● Exercise directions: In the listing below, find each line that holds the string "shirt" and copy it.

______________________________

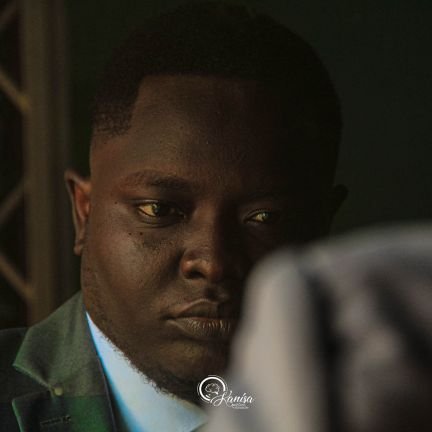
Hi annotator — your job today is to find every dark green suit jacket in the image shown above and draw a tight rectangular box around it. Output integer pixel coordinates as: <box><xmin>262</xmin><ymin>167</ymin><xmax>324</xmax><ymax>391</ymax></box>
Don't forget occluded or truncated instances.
<box><xmin>0</xmin><ymin>293</ymin><xmax>116</xmax><ymax>431</ymax></box>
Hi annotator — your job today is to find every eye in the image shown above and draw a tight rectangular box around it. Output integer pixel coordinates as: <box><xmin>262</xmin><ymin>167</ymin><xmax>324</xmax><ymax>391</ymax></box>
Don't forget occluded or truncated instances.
<box><xmin>247</xmin><ymin>210</ymin><xmax>280</xmax><ymax>224</ymax></box>
<box><xmin>137</xmin><ymin>202</ymin><xmax>182</xmax><ymax>218</ymax></box>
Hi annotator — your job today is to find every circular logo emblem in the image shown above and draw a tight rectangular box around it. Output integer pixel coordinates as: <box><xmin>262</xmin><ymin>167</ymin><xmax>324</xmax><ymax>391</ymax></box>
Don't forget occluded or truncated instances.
<box><xmin>197</xmin><ymin>375</ymin><xmax>227</xmax><ymax>403</ymax></box>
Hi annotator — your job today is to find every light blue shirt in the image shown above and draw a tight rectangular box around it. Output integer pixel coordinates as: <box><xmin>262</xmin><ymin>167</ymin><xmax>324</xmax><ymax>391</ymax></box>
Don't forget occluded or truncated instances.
<box><xmin>87</xmin><ymin>314</ymin><xmax>208</xmax><ymax>432</ymax></box>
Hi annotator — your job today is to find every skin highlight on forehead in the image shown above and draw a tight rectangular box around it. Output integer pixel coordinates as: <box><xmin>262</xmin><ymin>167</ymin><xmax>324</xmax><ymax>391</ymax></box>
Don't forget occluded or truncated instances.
<box><xmin>116</xmin><ymin>169</ymin><xmax>296</xmax><ymax>201</ymax></box>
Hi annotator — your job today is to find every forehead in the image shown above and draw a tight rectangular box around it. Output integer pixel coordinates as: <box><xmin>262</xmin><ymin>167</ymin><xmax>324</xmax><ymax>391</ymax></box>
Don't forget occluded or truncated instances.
<box><xmin>91</xmin><ymin>75</ymin><xmax>303</xmax><ymax>189</ymax></box>
<box><xmin>131</xmin><ymin>75</ymin><xmax>286</xmax><ymax>153</ymax></box>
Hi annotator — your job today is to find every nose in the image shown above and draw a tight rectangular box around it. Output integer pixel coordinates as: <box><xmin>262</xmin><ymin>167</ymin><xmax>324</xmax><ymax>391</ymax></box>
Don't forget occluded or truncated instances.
<box><xmin>179</xmin><ymin>218</ymin><xmax>244</xmax><ymax>284</ymax></box>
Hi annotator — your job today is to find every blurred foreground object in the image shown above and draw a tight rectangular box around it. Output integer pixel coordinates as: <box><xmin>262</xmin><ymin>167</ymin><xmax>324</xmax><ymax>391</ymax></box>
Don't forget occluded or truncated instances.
<box><xmin>205</xmin><ymin>225</ymin><xmax>432</xmax><ymax>432</ymax></box>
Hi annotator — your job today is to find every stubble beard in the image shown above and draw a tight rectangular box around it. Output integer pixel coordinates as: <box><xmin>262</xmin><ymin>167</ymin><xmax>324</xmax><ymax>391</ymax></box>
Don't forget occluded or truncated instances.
<box><xmin>81</xmin><ymin>254</ymin><xmax>229</xmax><ymax>405</ymax></box>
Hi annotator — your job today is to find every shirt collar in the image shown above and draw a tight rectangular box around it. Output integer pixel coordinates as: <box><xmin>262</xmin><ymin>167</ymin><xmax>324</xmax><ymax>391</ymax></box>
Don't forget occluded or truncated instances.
<box><xmin>86</xmin><ymin>314</ymin><xmax>207</xmax><ymax>432</ymax></box>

______________________________

● Exercise solution:
Hi annotator — your job today is to find every light blue shirt in the image shown above and draw a tight rectangular box around it. Output integer pixel coordinates as: <box><xmin>262</xmin><ymin>167</ymin><xmax>324</xmax><ymax>391</ymax></box>
Hi annotator — your job today is to find every shirt collar in the image shown above and draw a tight rectangular box around it. Output integer pixel coordinates as: <box><xmin>262</xmin><ymin>167</ymin><xmax>324</xmax><ymax>391</ymax></box>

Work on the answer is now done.